Referring expression pointing data:

►

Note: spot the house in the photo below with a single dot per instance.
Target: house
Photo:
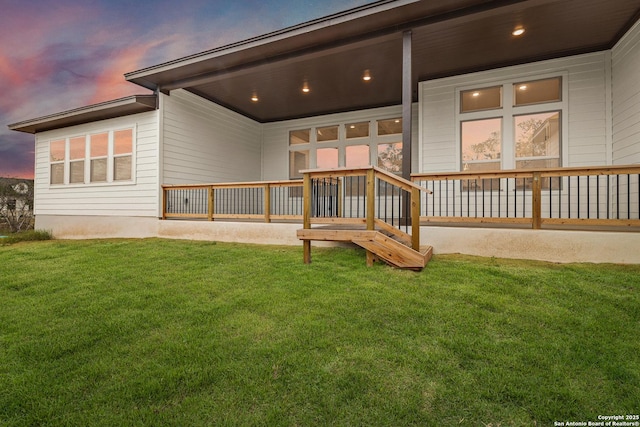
(522, 118)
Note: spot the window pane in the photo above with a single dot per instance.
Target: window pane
(76, 170)
(537, 135)
(481, 141)
(329, 133)
(122, 168)
(481, 99)
(98, 170)
(298, 160)
(357, 130)
(99, 145)
(56, 151)
(357, 156)
(390, 157)
(389, 127)
(57, 173)
(77, 148)
(327, 158)
(535, 92)
(299, 136)
(123, 142)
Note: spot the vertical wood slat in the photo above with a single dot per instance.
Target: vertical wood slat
(164, 202)
(267, 203)
(371, 198)
(306, 215)
(210, 203)
(536, 201)
(415, 219)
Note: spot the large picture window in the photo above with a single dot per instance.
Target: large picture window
(517, 125)
(95, 158)
(351, 144)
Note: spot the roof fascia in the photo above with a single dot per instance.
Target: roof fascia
(104, 110)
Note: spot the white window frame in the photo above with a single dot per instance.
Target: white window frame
(508, 111)
(87, 159)
(372, 141)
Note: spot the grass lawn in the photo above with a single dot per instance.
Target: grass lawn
(179, 333)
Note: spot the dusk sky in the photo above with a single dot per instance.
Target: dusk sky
(55, 56)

◄

__What is required__
Reproduce every record above exactly, omitting the pictures.

__Output for this exercise__
Note: spot the house in the photo below with a single dot per instance.
Target: house
Photo:
(522, 118)
Note: spot the window pane in the photo above with a single dot per instance.
Target: window pane
(76, 170)
(537, 135)
(481, 141)
(329, 133)
(122, 168)
(481, 99)
(98, 170)
(298, 160)
(357, 130)
(99, 145)
(56, 151)
(357, 156)
(390, 157)
(389, 127)
(57, 173)
(77, 148)
(327, 158)
(535, 92)
(299, 136)
(123, 142)
Note: spot the vertical wood slat in the photo above with a single dot per instance.
Target: vertical wood slat
(164, 202)
(267, 203)
(371, 198)
(306, 215)
(210, 203)
(536, 201)
(415, 219)
Note: spot the large picture window in the photo above with a single dot per instance.
Target: large picture window
(517, 125)
(95, 158)
(351, 144)
Note: spot the roof fascia in the photo above with a single dot per instance.
Target: roof fascia
(104, 110)
Note: spot the white window frame in the photo above with a single dot per instance.
Target: white window frame
(508, 111)
(87, 159)
(372, 141)
Note: spot the grass lawn in the photo above with a single dot per instance.
Target: grass lawn
(179, 333)
Note: spot the dusk sky in the photo above with a single dot per instance.
Target: dusk sky
(55, 56)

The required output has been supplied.